▶ **Instructions to follow**:
Reproduce all of the rows below verbatim, line for line, in their original order.

▶ **Record list**:

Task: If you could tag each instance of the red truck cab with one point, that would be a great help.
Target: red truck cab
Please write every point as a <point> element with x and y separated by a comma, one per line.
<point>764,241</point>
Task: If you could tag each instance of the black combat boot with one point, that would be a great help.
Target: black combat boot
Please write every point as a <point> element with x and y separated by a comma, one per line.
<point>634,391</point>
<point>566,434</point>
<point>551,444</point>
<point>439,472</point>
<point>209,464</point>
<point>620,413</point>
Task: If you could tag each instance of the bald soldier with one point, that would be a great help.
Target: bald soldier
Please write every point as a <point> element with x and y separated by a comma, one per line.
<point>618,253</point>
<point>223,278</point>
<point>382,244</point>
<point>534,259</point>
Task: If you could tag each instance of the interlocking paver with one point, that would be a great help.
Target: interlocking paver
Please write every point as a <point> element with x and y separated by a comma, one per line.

▶ **Exercise answer**:
Task: If you could tag each instance of the red truck cab with one point, that would be a great help.
Target: red truck cab
Please write every point as a <point> element with x and y separated by a comma, one per line.
<point>764,241</point>
Task: If you could tag each instance of the black combat boot with one point, that would be a great help.
Target: black combat boot
Please write every point as a <point> element with x and y separated by a comma, one per line.
<point>634,391</point>
<point>566,434</point>
<point>551,444</point>
<point>439,472</point>
<point>209,464</point>
<point>620,413</point>
Task: If you could tag each instance of the bald soldier with one point, that would be a great help.
Target: bald soldier
Please write every point as a <point> element with x and y separated by a comma, one per line.
<point>618,253</point>
<point>223,278</point>
<point>382,244</point>
<point>534,259</point>
Task: If you could tag each instance of the interlocking paver with one point, that would be a great help.
Target: interlocking paver
Please write every point as a <point> element with x and y separated by a comma, one per line.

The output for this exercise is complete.